[DATA TO USE]
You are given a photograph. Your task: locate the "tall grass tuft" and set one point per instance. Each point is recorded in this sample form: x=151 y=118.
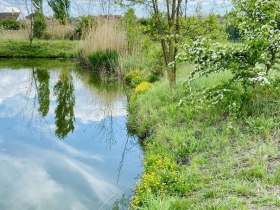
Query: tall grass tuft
x=57 y=31
x=107 y=36
x=104 y=61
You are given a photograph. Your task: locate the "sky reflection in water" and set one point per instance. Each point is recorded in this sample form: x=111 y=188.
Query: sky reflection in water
x=54 y=156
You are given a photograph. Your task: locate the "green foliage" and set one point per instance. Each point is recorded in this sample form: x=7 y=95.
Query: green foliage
x=86 y=23
x=10 y=24
x=38 y=6
x=250 y=63
x=134 y=78
x=224 y=163
x=61 y=9
x=39 y=25
x=208 y=26
x=104 y=61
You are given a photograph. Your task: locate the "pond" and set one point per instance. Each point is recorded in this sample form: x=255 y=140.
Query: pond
x=63 y=138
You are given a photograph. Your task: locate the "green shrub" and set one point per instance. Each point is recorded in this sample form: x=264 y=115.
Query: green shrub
x=10 y=24
x=134 y=78
x=104 y=61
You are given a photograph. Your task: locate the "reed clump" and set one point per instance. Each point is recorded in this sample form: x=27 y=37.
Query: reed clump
x=108 y=35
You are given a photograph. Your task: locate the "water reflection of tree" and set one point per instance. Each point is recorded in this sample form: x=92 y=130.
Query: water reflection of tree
x=42 y=78
x=64 y=112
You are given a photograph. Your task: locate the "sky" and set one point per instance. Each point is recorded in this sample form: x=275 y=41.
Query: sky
x=87 y=7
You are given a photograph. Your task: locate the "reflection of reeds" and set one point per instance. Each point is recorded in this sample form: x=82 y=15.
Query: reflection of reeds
x=107 y=35
x=14 y=34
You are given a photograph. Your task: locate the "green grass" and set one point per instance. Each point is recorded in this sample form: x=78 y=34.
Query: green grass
x=39 y=49
x=203 y=159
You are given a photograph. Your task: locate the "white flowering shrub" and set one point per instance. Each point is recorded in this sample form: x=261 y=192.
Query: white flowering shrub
x=252 y=63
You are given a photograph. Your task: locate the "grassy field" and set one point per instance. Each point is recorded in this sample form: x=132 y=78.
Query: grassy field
x=39 y=49
x=204 y=159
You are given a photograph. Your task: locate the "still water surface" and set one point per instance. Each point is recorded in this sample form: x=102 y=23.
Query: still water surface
x=63 y=139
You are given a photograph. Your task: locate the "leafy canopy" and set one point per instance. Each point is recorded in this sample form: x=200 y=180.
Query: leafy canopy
x=252 y=64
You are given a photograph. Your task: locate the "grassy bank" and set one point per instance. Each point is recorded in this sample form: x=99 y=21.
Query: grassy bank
x=203 y=158
x=39 y=49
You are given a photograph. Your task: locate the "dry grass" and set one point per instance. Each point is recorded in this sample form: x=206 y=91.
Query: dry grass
x=57 y=31
x=107 y=35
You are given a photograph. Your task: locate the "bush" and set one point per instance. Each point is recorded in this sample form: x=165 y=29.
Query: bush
x=39 y=25
x=104 y=61
x=10 y=24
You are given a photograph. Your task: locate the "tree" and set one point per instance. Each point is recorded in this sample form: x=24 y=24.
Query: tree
x=166 y=18
x=250 y=63
x=61 y=9
x=39 y=22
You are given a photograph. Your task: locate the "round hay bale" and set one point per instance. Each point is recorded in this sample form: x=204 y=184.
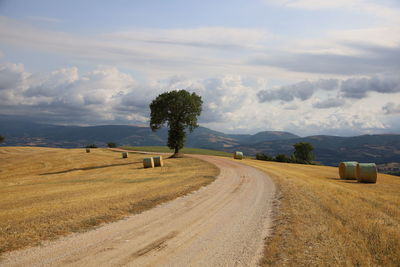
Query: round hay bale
x=366 y=173
x=348 y=170
x=158 y=161
x=148 y=163
x=238 y=155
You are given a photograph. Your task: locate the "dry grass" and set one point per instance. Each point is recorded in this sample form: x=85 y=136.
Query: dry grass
x=325 y=221
x=46 y=192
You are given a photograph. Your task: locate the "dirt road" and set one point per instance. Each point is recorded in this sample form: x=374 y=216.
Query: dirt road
x=223 y=224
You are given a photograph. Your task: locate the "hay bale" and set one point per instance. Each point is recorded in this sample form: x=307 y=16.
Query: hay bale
x=348 y=170
x=158 y=161
x=366 y=173
x=238 y=155
x=148 y=163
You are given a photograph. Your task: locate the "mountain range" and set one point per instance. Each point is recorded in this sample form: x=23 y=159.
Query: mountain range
x=328 y=150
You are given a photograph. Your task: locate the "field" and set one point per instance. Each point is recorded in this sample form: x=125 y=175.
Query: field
x=324 y=221
x=185 y=150
x=48 y=192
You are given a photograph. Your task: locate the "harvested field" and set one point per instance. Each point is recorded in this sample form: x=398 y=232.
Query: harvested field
x=48 y=192
x=324 y=221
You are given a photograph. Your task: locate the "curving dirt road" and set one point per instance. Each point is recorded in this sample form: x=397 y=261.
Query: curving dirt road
x=223 y=224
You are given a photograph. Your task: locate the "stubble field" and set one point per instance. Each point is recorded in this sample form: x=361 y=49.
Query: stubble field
x=321 y=220
x=48 y=192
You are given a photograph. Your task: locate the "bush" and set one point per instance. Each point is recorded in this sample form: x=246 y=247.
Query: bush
x=262 y=156
x=282 y=158
x=91 y=146
x=111 y=144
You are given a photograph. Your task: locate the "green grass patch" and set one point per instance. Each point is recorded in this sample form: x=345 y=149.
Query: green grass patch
x=186 y=150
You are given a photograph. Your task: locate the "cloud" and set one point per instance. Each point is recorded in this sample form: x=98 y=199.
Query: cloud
x=302 y=90
x=374 y=59
x=329 y=103
x=359 y=87
x=108 y=95
x=391 y=108
x=44 y=19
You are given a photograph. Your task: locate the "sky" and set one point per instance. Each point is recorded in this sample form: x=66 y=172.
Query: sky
x=309 y=67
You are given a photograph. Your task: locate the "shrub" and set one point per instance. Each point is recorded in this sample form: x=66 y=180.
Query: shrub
x=111 y=144
x=262 y=156
x=282 y=158
x=91 y=146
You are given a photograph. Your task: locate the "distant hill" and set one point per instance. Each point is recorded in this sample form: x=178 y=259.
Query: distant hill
x=329 y=150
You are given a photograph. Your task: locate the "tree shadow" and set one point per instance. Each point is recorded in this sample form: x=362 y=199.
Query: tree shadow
x=88 y=168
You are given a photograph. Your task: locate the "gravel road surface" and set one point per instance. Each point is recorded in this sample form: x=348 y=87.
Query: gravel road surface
x=222 y=224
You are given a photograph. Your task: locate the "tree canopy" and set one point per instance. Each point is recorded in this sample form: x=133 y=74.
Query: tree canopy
x=303 y=152
x=178 y=110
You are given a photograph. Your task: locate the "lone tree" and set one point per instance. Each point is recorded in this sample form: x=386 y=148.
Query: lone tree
x=303 y=152
x=178 y=110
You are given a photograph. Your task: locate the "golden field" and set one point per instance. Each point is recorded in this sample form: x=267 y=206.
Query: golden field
x=48 y=192
x=321 y=220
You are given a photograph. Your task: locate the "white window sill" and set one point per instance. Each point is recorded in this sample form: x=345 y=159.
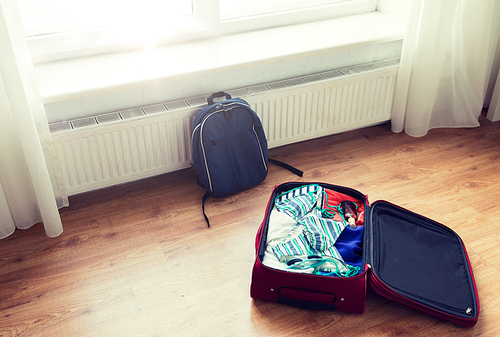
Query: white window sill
x=98 y=84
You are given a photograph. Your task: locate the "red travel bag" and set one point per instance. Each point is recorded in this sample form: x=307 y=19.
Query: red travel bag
x=403 y=256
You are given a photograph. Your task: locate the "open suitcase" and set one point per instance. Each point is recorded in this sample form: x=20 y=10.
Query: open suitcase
x=404 y=256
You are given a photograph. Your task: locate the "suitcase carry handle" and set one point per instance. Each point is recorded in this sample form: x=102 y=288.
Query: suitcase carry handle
x=210 y=98
x=306 y=299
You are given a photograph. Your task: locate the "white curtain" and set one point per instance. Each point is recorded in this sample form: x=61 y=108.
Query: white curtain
x=446 y=63
x=30 y=184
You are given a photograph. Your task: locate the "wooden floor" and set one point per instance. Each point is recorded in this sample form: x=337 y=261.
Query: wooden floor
x=138 y=259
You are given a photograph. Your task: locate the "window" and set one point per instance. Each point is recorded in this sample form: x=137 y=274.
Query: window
x=64 y=28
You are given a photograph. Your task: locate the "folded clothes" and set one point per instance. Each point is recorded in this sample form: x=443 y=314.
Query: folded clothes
x=314 y=241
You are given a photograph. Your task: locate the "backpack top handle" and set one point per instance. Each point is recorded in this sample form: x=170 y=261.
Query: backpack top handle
x=210 y=99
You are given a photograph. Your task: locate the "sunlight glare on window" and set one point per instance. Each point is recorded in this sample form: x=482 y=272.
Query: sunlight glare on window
x=230 y=9
x=42 y=17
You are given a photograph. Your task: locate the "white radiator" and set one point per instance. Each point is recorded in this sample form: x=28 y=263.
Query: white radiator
x=115 y=148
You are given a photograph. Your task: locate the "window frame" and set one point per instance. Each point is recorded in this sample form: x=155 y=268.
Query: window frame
x=204 y=24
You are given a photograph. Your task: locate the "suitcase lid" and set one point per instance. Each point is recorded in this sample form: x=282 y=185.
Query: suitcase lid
x=420 y=263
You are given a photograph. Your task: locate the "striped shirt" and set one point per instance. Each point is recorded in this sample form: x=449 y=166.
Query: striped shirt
x=313 y=234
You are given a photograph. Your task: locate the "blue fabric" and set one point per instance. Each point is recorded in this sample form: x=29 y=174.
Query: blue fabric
x=350 y=245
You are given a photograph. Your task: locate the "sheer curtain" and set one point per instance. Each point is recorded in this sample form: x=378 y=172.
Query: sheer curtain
x=446 y=63
x=30 y=188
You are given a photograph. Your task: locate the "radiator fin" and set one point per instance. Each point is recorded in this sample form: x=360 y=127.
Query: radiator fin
x=115 y=148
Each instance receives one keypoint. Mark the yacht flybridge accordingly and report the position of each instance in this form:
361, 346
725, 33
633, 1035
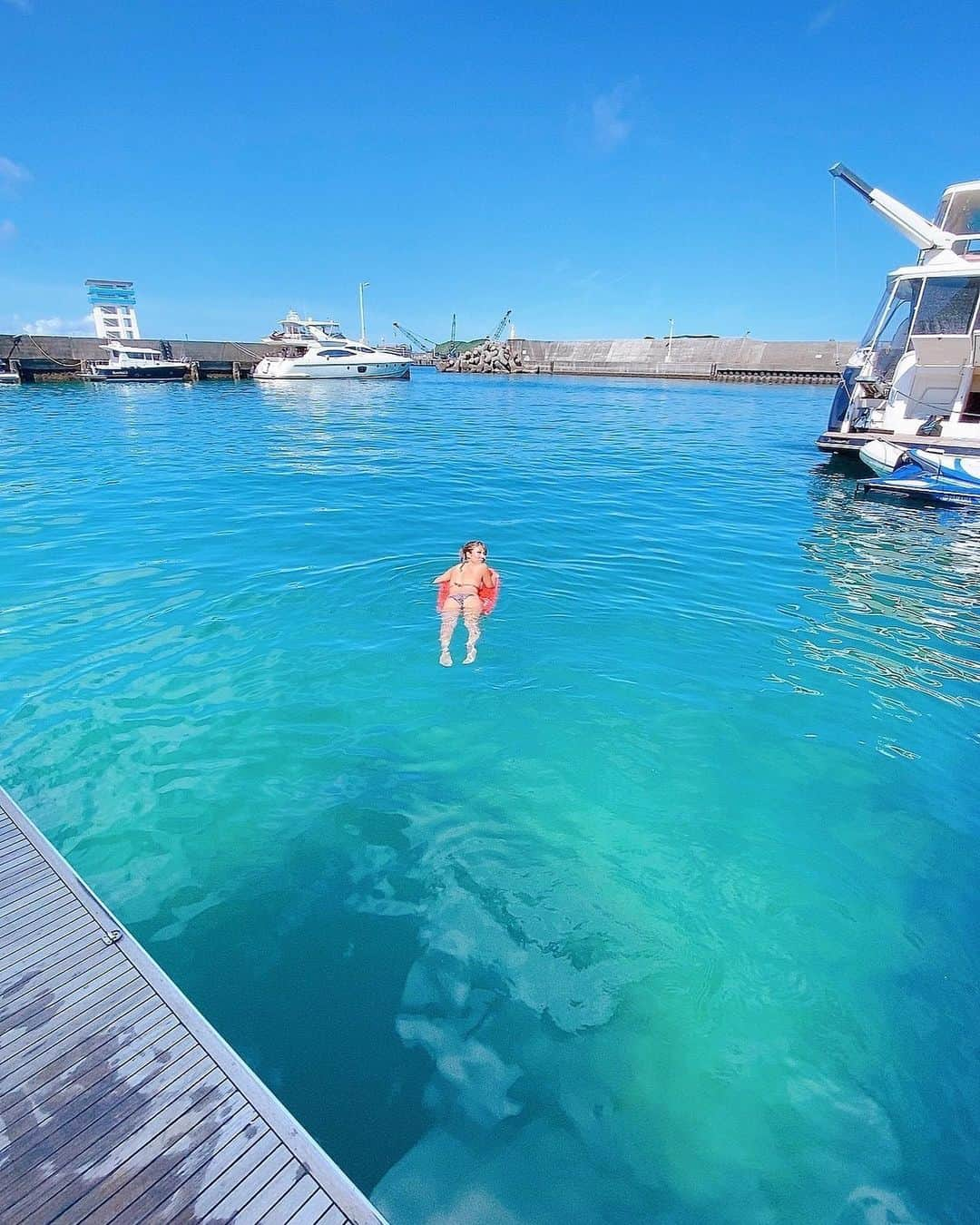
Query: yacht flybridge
318, 349
916, 377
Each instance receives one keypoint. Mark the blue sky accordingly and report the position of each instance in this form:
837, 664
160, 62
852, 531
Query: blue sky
595, 168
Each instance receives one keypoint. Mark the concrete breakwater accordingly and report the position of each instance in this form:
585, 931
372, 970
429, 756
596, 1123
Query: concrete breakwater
740, 359
731, 359
71, 357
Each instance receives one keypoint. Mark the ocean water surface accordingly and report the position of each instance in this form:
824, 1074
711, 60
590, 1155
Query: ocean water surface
663, 910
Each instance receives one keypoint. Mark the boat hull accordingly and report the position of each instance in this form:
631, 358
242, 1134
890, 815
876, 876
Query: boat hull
133, 374
276, 370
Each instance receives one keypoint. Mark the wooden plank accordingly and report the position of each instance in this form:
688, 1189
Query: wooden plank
298, 1194
13, 864
34, 930
119, 1100
30, 879
53, 977
53, 1073
30, 942
77, 945
27, 887
101, 1149
48, 997
240, 1183
315, 1208
258, 1210
17, 863
35, 886
71, 1138
31, 908
60, 946
79, 1008
335, 1217
65, 1099
184, 1185
152, 1166
154, 1137
74, 1042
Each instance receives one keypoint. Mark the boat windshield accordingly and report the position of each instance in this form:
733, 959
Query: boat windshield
892, 335
959, 211
872, 328
948, 307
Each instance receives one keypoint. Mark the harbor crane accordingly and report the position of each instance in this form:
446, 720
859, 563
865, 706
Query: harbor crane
501, 325
420, 342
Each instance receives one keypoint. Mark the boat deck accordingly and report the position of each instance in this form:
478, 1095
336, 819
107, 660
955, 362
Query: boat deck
847, 444
118, 1100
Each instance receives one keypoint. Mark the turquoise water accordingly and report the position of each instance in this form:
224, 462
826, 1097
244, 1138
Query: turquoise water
661, 912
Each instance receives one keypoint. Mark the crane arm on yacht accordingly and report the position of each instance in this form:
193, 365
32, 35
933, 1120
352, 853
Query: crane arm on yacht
906, 220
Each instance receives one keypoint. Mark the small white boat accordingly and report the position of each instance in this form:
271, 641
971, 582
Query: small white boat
318, 349
882, 456
916, 377
136, 363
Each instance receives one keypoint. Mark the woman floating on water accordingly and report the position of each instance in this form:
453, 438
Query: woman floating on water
471, 590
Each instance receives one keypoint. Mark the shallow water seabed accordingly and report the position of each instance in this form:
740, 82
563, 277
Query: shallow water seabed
659, 912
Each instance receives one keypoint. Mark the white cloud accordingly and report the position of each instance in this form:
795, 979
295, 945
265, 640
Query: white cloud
610, 126
822, 17
54, 326
13, 174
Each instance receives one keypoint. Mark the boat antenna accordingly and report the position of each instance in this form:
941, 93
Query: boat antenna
837, 266
361, 287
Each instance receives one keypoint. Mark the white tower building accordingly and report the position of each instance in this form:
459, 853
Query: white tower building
114, 309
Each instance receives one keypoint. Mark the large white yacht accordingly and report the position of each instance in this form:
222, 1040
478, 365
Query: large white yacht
137, 363
916, 377
318, 349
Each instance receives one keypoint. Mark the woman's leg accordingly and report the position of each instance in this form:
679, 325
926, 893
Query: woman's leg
450, 616
472, 612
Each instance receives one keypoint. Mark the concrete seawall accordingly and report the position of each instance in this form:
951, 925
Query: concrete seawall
67, 357
690, 357
685, 357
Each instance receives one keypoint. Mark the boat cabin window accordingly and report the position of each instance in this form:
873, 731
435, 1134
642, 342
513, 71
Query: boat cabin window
892, 336
947, 308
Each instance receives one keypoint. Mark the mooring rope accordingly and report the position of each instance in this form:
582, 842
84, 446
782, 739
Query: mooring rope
34, 339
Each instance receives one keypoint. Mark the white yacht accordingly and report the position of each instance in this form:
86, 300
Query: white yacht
318, 349
136, 363
916, 377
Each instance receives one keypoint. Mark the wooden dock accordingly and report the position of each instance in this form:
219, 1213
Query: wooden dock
118, 1100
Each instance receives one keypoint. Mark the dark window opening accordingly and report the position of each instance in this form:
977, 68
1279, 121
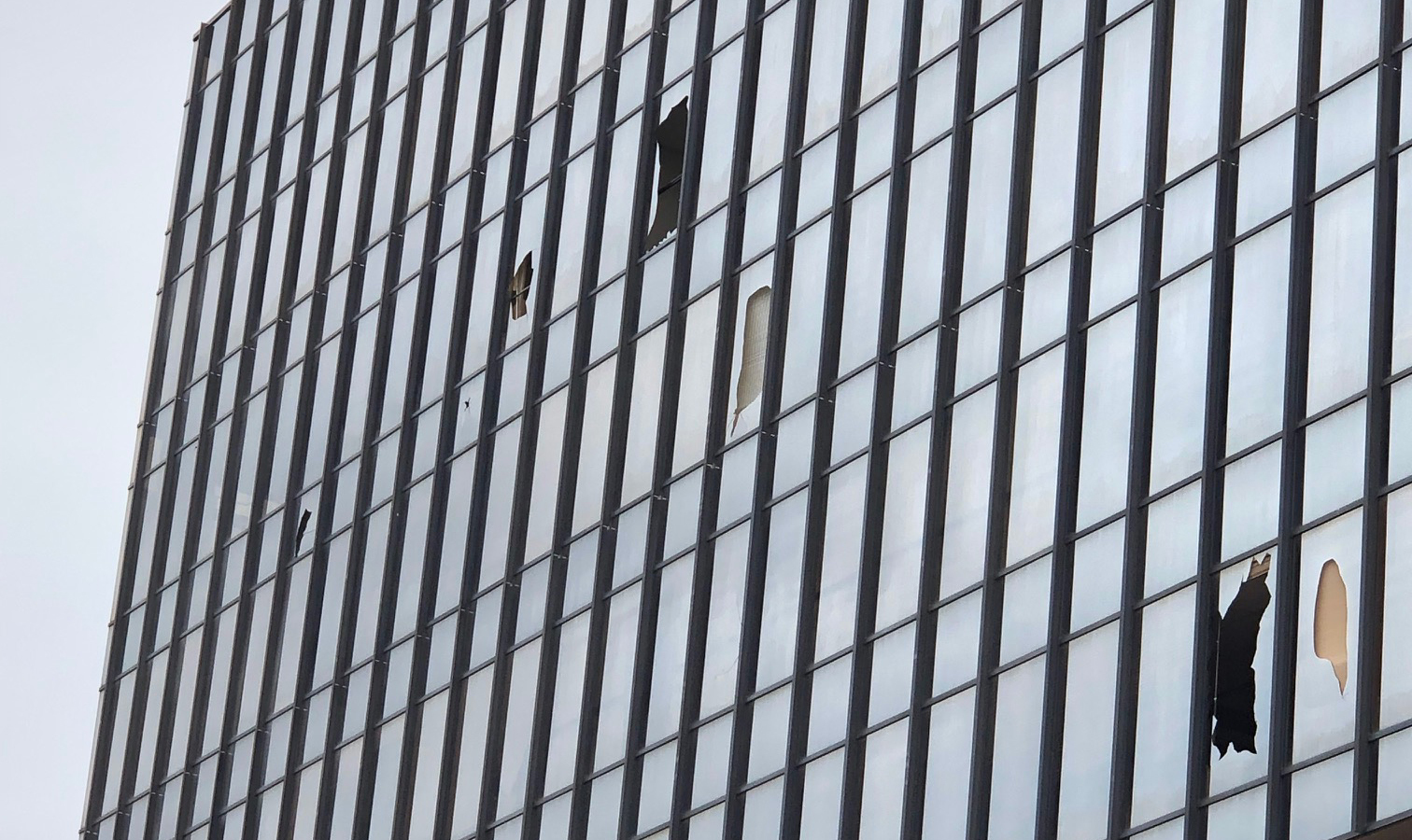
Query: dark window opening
1233, 701
304, 525
671, 147
520, 287
1332, 622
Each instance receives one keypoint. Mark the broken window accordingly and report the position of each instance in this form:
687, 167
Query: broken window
671, 147
1332, 622
520, 287
1233, 702
304, 525
753, 352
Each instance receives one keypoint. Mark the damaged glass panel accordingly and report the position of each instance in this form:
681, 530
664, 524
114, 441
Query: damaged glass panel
1233, 672
1397, 624
520, 287
671, 147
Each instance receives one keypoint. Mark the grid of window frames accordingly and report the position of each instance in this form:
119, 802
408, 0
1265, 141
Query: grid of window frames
891, 495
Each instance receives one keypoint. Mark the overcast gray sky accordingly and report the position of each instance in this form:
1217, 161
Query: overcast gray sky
91, 95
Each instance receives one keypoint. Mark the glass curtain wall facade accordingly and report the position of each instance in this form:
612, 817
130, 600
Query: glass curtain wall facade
775, 420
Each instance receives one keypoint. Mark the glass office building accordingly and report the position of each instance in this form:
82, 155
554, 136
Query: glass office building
792, 420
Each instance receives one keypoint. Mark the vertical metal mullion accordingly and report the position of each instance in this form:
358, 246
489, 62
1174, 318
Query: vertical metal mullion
273, 408
143, 489
431, 556
1144, 383
190, 363
1378, 423
393, 270
617, 423
1216, 416
702, 570
1292, 437
460, 327
1070, 428
1007, 393
1139, 468
366, 460
807, 619
650, 605
940, 445
309, 630
529, 418
755, 558
880, 438
568, 466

[INSTRUCTIONS FOR THE TASK]
Only an exact copy of the lines from the top of the entries through the line with "form: x=92 y=130.", both included, should be given, with all pictures omitted.

[RESULT OF THE TASK]
You are given a photograph. Your task: locate the "tall grass tuft" and set one point per instance. Each point is recorded in this sample form: x=151 y=118.
Query: tall grass tuft
x=57 y=31
x=107 y=36
x=104 y=61
You are given a photograph. Your task: locate the "sky reflection in water" and set one point per instance. Each point is recorded in this sample form: x=111 y=188.
Query: sky reflection in water
x=54 y=156
You are given a photograph. Your task: locate the "green foliage" and set one point per instance. Each point is recorded in this sample form: x=7 y=95.
Query: green foliage
x=86 y=23
x=10 y=24
x=38 y=6
x=250 y=63
x=134 y=78
x=224 y=163
x=61 y=9
x=39 y=25
x=208 y=26
x=104 y=61
You are given a photograph. Your task: locate the "pond" and set one point per instance. Each point is recorded in this sample form: x=255 y=140.
Query: pond
x=63 y=138
You are given a photograph. Your task: locate the "green shrub" and set one point per instance. Each point is recorded in this sample form: x=264 y=115.
Query: green shrub
x=10 y=24
x=134 y=78
x=104 y=61
You are given a photograph. Your task: locate the "reed clump" and set one point per instance. Each point is recorded in this sample form: x=27 y=37.
Query: reed clump
x=108 y=35
You are given a photograph. Your task: locate the "water reflection of tree" and set one point per instance. Each point is recorded in this sample form: x=92 y=130.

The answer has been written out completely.